**EXTRACT PROVIDED:**
+ + + + + + +
By Dr. Maggie Sabay
Nurse Practitioner, Canyon Health and Wellness Clinic
The Phoenix heat is here. We are always reminded to use sunscreen, but now let’s talk about hydration.
Dehydration is defined as a reduction in total body water below the normal level without a proportional reduction in sodium and potassium, resulting in a rise in sodium concentration in the blood.
Now, what’s thirst and what causes thirst? Thirst is a signal that lets us know we are lacking fluids or there is an increased concentration of certain osmolytes (substances) in our body, such as sodium.
Water within our bodies moves from a low concentration gradient to a higher concentration gradient. When you eat foods that contain high levels of sodium or when you drink any concentrated drinks (even soda), they tend to worsen dehydration because the high concentration level in your gut pulls water from your cells.
When the water volume of the body falls below a certain threshold or when the concentration of it becomes too high, your brain will sense changes in blood constituents and signal thirst. By the time you feel thirsty, your total body water is quite low.
Although increased thirst at times may be related to medical conditions such as diabetes mellitus, diabetes insipidus, psychogenic polydipsia, hypernatremia, etc., thirst may just be the result of decreased water volume.
Increase your water intake. Always drink enough water. Do not wait until you feel thirsty. Coffee, soda, tea or alcohol are not dehydrants. The combination of these drinks and water can work against your body and cause dehydration.
So how much water should we drink per day? Here’s what the Mayo Clinic recommends:
“The U.S. National Academies of Sciences, Engineering and Medicine determined that an adequate daily fluid intake is about 15.5 cups (3.7 liters) of fluids a day for men and about 11.5 cups (2.7 liters) of fluids a day for women.”
+ + + + + + +
**SUPPLIED INFORMATION:**
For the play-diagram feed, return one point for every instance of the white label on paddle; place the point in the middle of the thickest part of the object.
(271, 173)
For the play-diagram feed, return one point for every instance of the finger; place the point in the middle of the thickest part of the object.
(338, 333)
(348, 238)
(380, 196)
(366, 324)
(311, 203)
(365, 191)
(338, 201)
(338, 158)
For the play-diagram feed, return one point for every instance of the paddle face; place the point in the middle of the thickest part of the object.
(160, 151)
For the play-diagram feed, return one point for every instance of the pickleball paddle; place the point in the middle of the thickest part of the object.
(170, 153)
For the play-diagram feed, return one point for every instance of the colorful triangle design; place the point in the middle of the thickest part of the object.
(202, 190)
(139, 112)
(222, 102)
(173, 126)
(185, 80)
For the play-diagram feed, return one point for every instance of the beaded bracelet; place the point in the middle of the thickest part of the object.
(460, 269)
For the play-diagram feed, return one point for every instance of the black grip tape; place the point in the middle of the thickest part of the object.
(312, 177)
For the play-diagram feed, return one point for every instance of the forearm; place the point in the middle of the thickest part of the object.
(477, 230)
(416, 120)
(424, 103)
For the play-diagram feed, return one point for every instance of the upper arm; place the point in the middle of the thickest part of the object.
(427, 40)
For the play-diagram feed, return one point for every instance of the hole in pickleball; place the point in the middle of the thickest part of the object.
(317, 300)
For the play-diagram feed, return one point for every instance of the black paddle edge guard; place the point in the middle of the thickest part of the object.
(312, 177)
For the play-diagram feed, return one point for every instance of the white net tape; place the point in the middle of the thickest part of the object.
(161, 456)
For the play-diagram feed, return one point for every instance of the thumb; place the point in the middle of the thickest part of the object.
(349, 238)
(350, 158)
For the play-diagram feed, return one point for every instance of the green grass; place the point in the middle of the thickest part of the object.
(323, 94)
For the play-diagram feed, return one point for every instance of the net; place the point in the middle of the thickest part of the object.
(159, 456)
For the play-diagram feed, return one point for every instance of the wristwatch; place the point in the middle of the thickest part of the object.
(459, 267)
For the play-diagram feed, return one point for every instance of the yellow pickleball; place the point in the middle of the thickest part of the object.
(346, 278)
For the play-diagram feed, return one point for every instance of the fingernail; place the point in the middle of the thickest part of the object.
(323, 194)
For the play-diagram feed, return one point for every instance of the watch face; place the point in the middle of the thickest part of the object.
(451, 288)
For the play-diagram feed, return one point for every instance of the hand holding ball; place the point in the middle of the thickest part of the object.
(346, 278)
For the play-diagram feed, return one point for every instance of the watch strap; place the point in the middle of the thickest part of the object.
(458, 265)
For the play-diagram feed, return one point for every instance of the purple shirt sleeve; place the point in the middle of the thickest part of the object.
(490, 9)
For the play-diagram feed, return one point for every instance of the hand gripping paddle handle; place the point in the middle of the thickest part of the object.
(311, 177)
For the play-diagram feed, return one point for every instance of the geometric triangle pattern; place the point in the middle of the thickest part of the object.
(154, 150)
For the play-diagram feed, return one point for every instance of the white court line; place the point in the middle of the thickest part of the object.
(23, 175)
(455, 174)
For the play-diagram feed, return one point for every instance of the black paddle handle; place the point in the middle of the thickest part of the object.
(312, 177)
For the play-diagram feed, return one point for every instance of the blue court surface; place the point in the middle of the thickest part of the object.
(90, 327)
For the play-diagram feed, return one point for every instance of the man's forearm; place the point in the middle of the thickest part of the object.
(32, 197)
+ + + + + + +
**TASK INSTRUCTIONS:** Duplicate the part of the hydration article that begins with the words "Now, what’s thirst" and ends with "such as sodium.".

**TASK RESULT:**
Now, what’s thirst and what causes thirst? Thirst is a signal that lets us know we are lacking fluids or there is an increased concentration of certain osmolytes (substances) in our body, such as sodium.